**Written request**: Retype every entry exactly, character for character.

**Dataset rows**:

'''

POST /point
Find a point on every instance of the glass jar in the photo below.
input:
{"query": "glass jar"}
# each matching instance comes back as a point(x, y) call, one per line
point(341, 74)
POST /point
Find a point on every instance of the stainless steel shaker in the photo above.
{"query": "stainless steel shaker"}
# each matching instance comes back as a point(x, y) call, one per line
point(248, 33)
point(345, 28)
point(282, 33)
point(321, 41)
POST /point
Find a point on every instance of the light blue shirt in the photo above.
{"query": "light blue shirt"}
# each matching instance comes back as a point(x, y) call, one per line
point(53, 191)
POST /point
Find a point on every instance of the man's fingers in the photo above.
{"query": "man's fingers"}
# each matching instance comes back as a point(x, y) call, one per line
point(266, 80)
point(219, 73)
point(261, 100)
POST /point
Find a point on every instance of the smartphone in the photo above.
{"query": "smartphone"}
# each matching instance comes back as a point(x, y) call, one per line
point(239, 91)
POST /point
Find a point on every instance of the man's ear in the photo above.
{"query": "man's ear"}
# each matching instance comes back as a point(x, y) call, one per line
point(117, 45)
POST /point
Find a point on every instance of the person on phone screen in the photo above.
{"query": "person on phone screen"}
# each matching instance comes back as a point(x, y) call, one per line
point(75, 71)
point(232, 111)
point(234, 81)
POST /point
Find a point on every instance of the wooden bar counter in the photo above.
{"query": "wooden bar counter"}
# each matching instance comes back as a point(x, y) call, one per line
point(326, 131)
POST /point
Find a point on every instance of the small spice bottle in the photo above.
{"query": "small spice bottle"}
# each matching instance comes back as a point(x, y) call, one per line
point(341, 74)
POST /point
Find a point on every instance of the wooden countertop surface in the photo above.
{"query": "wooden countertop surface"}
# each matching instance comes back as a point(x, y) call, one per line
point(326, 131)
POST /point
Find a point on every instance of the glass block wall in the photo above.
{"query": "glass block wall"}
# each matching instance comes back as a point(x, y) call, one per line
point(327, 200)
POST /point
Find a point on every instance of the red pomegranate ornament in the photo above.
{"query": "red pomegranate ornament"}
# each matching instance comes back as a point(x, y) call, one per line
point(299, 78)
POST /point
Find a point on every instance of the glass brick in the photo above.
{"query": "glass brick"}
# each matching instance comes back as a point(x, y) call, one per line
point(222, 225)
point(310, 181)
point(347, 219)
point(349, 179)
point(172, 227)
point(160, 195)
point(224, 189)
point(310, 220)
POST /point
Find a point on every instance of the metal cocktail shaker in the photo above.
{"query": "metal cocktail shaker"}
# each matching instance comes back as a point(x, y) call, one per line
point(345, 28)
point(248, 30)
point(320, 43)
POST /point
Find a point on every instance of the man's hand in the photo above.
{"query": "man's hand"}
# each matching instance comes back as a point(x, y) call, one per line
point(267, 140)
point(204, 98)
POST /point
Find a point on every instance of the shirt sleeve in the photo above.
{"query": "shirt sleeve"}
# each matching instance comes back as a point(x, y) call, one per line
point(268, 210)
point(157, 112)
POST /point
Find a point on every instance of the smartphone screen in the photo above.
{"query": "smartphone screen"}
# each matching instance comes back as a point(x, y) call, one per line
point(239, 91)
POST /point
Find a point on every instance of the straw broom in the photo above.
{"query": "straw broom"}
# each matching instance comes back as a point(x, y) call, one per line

'''

**Answer**:
POST /point
Find a point on every instance of the glass jar in the photo below.
input:
{"query": "glass jar"}
# each matching instance comes back as a point(x, y) call, one per line
point(341, 74)
POST /point
Find a point on every instance of the stainless steel shaker in the photo above.
{"query": "stainless steel shaker"}
# each matching instance comes back as a point(x, y) call, one per line
point(248, 33)
point(345, 28)
point(282, 33)
point(321, 41)
POST /point
Find a point on every instance of the light blue shirt in the photo above.
{"query": "light blue shirt"}
# each matching instance comes back as a point(x, y) call, one per line
point(53, 191)
POST /point
Find a point on every instance of the man's fingers in the photo above.
{"query": "man's fingers"}
# each matching instance comes back as a point(x, y) call, one per line
point(266, 80)
point(219, 73)
point(261, 100)
POST /point
Find a point on every instance of the smartphone in the photo above.
{"query": "smartphone"}
# each matching instance comes back as a point(x, y) call, one per line
point(239, 91)
POST /point
Find a point on every instance of the man's ear in the photo above.
{"query": "man's ear"}
# each matching instance comes back as a point(x, y) call, one per line
point(117, 45)
POST /point
Find a point on every instance of the person on phone screen in the photo above.
{"query": "person on phone screen"}
# each matching instance comes back as a point(x, y) call, one per line
point(75, 71)
point(232, 111)
point(234, 81)
POST /point
Find a point on every instance of the wooden bar counter in the photo above.
{"query": "wooden bar counter"}
# each matching instance comes back as a point(x, y) call, one per line
point(326, 131)
POST /point
Find a point on every instance of the small spice bottle in the photo above.
{"query": "small spice bottle"}
# each matching instance comes back as a point(x, y) call, one per line
point(341, 74)
POST /point
Find a point on every instance of the wooden countertop surface in the photo above.
{"query": "wooden countertop surface"}
# each matching instance comes back as a point(x, y) call, one per line
point(326, 131)
POST /point
Find a point on every instance of the glass block wall in the photo above.
{"query": "glass block wall"}
# each matching instance comes back as a point(x, y) call, one per line
point(327, 200)
POST /point
Find a point on every instance of the red pomegranate ornament in the photo above.
{"query": "red pomegranate ornament"}
# each matching instance comes back as a point(x, y) call, one per line
point(299, 78)
POST /point
Find a point on every instance of the glass brick in the photo above.
{"query": "glass brick"}
# each matching instance comes back as a point(x, y) call, one per line
point(222, 225)
point(310, 181)
point(347, 219)
point(349, 179)
point(172, 227)
point(160, 195)
point(224, 189)
point(310, 220)
POST /point
Find a point on every instance of the metal cocktail shaker in the photo above.
{"query": "metal cocktail shaker"}
# each matching instance comes back as a point(x, y) call, one per line
point(345, 28)
point(248, 30)
point(320, 43)
POST /point
Find a point on every instance of the man's hand in the photo above.
{"query": "man's hand"}
# each matching instance comes back as a point(x, y) call, one per line
point(267, 140)
point(204, 98)
POST /point
Find a point on every instance of the shirt sleeve in the photo above.
{"query": "shirt sleeve"}
# each matching instance comes back as a point(x, y) call, one per line
point(268, 210)
point(157, 112)
POST /point
Find a point on every instance of the smartphone screen in the photo above.
{"query": "smartphone screen"}
# each matching instance comes back as a point(x, y) call, one per line
point(239, 91)
POST /point
Find a point on every instance of the straw broom in the photo above.
{"query": "straw broom"}
# each matching instance comes back as a point(x, y) call, one per line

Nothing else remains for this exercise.